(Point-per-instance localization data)
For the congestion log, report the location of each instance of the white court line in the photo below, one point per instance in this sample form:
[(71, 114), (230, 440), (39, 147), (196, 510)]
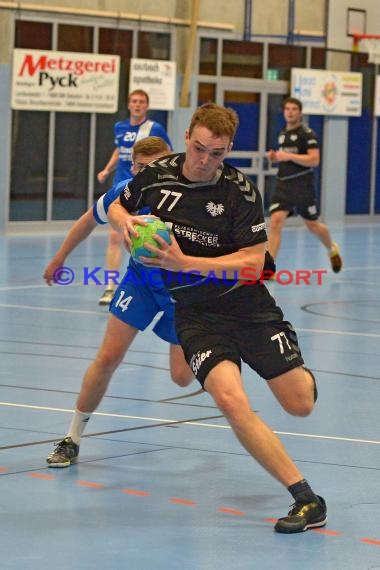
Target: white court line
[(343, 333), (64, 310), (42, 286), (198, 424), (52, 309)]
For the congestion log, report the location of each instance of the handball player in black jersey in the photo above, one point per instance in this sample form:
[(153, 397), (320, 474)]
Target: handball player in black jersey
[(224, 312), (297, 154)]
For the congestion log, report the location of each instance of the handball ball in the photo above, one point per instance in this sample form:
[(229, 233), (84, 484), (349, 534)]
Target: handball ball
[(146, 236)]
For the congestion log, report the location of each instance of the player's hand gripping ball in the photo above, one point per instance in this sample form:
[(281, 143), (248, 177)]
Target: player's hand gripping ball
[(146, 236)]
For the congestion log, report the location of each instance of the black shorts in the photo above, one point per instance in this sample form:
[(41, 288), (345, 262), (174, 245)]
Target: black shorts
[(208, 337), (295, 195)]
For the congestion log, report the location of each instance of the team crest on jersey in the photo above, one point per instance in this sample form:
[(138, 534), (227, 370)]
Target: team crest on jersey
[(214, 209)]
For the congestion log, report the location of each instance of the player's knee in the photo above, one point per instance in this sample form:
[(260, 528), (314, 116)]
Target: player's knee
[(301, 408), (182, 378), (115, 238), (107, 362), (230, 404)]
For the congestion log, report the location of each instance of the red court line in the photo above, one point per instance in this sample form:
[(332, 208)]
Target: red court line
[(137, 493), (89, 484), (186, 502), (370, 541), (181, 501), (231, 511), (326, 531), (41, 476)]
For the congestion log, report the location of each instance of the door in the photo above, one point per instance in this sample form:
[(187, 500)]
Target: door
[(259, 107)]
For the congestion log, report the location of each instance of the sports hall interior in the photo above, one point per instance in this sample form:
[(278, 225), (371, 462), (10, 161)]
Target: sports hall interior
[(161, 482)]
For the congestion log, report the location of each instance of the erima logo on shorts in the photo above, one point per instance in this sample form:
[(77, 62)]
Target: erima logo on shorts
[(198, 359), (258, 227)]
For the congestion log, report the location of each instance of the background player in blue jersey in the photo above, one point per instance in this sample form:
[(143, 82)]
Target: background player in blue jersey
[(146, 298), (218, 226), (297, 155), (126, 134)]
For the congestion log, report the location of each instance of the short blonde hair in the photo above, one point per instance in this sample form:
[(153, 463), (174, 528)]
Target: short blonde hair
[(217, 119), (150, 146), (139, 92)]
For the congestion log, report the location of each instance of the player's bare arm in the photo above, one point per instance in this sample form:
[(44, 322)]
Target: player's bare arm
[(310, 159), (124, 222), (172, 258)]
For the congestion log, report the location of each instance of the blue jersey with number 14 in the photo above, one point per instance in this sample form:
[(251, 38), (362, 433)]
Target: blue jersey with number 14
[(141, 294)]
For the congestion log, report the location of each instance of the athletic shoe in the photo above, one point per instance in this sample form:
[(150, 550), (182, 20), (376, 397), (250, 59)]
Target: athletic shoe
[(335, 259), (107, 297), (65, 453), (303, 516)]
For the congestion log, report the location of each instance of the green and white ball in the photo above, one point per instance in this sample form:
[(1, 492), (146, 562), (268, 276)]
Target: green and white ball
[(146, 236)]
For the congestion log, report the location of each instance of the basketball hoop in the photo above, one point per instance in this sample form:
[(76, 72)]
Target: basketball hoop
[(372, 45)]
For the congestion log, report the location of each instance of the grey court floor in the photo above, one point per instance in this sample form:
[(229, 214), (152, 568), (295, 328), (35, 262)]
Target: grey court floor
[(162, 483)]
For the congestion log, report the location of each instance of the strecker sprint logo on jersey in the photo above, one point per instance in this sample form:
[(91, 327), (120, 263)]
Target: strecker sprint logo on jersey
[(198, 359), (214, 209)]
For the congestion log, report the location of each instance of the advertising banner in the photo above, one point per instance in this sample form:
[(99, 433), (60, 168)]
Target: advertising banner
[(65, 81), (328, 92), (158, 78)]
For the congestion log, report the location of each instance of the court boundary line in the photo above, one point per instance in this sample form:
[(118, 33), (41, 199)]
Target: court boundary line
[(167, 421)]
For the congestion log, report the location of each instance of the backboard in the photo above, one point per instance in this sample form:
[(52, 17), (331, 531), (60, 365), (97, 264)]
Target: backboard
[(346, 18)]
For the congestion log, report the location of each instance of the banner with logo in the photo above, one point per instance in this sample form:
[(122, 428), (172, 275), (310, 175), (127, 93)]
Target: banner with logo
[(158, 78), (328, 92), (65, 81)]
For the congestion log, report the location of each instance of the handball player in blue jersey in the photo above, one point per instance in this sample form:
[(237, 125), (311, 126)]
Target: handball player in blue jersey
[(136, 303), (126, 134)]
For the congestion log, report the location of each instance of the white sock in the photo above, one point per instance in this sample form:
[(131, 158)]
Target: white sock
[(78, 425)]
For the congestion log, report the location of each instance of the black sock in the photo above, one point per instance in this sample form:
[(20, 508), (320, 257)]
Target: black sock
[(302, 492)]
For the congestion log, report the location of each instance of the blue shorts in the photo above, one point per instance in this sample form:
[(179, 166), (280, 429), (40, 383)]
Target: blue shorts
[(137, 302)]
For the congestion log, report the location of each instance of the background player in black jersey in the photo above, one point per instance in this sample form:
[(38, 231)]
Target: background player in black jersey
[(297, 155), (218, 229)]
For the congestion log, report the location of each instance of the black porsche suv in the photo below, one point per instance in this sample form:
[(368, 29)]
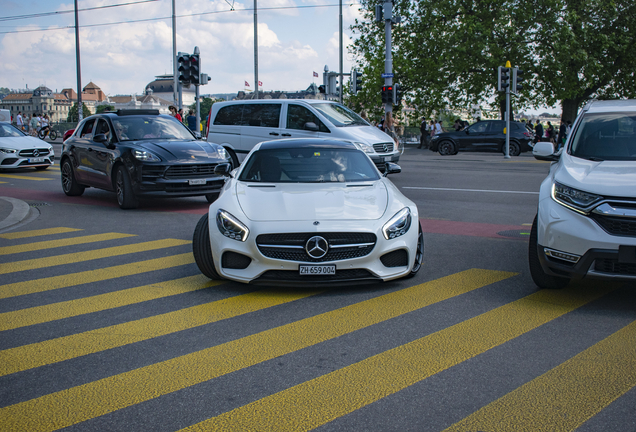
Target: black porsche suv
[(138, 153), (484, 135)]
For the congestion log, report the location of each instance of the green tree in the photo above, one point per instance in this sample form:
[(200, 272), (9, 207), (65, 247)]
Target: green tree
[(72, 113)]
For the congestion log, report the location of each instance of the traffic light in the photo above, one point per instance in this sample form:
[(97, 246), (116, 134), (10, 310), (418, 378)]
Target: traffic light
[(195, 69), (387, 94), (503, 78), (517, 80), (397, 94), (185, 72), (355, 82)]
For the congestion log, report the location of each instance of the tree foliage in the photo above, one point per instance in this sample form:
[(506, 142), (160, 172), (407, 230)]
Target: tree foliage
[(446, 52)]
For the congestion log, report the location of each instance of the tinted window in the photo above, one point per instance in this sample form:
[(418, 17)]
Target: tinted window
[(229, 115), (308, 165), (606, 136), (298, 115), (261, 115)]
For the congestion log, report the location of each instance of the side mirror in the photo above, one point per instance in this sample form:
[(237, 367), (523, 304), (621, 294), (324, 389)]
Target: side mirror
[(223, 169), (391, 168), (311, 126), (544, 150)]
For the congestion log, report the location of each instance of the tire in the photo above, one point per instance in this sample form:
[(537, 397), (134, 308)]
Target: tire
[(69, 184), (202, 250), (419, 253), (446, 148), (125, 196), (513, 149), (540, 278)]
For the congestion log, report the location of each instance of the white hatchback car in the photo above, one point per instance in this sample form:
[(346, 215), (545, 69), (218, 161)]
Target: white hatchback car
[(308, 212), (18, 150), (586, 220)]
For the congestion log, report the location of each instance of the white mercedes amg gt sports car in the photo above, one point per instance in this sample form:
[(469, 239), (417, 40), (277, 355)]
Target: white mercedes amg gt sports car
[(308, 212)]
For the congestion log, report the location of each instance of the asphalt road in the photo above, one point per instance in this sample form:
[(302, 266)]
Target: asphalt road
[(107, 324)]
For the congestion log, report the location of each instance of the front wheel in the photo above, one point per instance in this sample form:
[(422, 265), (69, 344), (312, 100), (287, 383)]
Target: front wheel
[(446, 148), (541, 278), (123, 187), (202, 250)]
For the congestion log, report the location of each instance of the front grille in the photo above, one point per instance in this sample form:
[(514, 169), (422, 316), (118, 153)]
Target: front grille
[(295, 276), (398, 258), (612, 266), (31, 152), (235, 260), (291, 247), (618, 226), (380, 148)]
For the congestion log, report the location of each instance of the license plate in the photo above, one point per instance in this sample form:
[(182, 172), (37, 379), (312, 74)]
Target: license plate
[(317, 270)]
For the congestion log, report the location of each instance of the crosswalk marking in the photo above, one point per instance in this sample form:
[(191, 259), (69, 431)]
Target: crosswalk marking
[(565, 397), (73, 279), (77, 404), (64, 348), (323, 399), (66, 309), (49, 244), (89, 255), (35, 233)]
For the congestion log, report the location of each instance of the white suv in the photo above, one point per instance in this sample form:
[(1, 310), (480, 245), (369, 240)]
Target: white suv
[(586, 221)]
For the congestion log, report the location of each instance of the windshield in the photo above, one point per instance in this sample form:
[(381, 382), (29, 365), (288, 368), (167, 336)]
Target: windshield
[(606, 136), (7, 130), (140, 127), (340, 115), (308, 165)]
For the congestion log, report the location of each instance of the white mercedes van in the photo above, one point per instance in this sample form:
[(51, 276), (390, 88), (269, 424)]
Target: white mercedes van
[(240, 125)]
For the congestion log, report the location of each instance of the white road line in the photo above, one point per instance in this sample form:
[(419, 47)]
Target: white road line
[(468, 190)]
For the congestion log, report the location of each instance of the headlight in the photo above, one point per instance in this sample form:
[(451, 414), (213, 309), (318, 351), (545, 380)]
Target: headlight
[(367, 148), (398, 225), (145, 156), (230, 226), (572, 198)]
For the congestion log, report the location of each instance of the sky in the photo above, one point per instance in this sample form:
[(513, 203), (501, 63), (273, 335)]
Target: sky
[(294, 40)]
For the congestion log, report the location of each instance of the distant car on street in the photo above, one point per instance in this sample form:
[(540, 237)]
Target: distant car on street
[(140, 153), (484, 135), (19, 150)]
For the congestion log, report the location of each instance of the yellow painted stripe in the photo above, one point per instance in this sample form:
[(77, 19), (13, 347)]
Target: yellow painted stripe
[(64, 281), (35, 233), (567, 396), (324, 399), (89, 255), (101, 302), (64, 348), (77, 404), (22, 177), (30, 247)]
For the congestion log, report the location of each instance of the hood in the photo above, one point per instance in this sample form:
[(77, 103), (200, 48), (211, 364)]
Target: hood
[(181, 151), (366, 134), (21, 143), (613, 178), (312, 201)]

---

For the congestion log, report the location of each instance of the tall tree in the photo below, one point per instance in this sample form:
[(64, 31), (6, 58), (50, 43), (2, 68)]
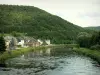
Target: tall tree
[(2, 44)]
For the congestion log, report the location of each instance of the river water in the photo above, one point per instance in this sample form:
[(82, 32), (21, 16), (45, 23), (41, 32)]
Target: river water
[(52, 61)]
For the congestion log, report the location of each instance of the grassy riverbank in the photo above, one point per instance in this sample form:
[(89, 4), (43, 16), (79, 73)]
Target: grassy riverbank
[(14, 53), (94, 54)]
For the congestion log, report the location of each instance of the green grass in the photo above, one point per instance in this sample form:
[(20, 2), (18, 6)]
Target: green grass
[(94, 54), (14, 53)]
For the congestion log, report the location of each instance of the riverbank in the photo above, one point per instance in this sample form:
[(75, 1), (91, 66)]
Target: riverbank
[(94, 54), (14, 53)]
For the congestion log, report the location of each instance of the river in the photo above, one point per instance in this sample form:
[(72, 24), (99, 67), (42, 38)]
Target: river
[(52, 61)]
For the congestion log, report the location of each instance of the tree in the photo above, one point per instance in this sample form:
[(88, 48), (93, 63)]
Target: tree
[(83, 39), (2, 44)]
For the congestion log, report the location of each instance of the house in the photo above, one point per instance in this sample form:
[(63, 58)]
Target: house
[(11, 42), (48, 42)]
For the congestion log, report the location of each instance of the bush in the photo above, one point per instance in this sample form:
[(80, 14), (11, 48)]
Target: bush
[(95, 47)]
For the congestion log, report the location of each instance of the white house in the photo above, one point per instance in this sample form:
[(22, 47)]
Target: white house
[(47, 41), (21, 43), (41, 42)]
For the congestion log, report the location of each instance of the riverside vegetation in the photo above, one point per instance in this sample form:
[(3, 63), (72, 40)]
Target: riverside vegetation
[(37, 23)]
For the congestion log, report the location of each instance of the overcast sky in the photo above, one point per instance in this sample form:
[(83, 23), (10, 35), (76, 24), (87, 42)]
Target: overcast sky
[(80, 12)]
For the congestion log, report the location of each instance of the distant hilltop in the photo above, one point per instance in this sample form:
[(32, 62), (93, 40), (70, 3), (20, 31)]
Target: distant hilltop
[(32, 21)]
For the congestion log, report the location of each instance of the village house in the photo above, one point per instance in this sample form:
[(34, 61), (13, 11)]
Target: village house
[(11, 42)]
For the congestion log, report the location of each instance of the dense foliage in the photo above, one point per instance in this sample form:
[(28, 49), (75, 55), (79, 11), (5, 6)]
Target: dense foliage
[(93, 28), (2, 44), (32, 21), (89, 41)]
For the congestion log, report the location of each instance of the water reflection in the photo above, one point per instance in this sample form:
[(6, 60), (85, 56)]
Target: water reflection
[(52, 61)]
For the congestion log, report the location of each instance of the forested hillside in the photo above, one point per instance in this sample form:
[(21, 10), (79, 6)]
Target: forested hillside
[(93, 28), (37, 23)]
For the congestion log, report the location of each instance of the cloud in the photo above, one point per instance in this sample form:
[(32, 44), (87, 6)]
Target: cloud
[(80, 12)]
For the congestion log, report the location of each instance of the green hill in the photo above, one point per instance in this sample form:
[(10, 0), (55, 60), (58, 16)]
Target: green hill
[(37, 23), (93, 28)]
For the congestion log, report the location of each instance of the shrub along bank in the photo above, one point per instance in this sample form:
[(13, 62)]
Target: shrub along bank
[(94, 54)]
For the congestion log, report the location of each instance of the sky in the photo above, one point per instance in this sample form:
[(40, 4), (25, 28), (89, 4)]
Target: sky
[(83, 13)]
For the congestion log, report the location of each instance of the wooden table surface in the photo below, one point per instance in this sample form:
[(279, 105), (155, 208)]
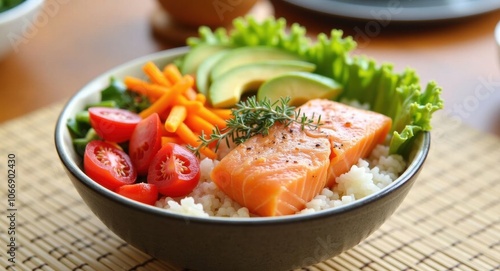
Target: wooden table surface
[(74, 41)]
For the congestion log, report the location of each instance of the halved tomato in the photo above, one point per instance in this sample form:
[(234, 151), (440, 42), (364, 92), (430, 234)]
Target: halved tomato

---

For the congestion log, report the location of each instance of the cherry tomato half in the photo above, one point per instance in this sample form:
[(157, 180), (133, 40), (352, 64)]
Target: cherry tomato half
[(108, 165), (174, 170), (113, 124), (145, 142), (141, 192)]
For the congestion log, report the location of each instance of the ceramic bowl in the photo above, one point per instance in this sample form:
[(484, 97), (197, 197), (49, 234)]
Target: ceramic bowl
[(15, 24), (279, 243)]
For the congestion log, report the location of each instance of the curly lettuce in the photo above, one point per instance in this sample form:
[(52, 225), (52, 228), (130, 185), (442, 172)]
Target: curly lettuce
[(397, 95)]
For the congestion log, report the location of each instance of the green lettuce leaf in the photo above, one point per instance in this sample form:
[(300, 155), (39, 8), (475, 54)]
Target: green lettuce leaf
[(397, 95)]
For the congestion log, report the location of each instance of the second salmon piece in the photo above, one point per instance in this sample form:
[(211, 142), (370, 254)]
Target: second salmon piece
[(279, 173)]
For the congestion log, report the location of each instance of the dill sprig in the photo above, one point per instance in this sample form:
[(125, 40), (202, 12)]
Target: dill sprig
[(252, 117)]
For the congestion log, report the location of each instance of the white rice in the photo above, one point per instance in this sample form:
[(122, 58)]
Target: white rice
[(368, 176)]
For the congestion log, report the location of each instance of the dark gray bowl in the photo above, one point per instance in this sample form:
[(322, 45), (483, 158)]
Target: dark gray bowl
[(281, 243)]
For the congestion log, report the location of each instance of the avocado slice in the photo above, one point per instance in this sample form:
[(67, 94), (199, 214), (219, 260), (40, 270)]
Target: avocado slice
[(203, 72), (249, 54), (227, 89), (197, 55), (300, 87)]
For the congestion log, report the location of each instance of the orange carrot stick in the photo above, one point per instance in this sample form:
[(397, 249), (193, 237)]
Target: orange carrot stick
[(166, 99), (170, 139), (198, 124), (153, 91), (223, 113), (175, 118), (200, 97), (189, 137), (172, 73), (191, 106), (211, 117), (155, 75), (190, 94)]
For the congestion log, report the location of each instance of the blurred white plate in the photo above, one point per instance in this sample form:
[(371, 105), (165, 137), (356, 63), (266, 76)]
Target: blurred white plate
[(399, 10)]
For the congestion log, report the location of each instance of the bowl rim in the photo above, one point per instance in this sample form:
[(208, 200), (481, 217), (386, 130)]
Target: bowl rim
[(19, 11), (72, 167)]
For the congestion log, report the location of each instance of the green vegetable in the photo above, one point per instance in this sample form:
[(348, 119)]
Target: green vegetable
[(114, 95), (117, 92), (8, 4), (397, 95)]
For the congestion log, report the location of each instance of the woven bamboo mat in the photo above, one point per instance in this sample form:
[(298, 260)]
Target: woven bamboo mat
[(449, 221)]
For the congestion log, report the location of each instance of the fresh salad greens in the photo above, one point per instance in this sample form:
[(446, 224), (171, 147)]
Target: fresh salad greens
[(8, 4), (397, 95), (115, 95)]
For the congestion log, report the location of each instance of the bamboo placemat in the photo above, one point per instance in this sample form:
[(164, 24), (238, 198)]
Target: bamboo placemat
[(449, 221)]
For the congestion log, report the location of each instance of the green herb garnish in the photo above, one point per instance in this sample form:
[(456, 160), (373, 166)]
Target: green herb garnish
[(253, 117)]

> [YOUR ASSIGNMENT]: Give back precisely the lines above that start at the line containing "[(446, 224), (171, 147)]" and end at the line containing "[(164, 24), (238, 198)]", inclusive. No other lines belong in the output.

> [WRITTEN RESPONSE]:
[(446, 224), (171, 147)]
Target: fresh salad greens
[(8, 4), (397, 95), (115, 95)]
For the congestion log, report the location of each instance of the bamboo placemat in the photo above, one point per instance in this sample form:
[(164, 24), (238, 198)]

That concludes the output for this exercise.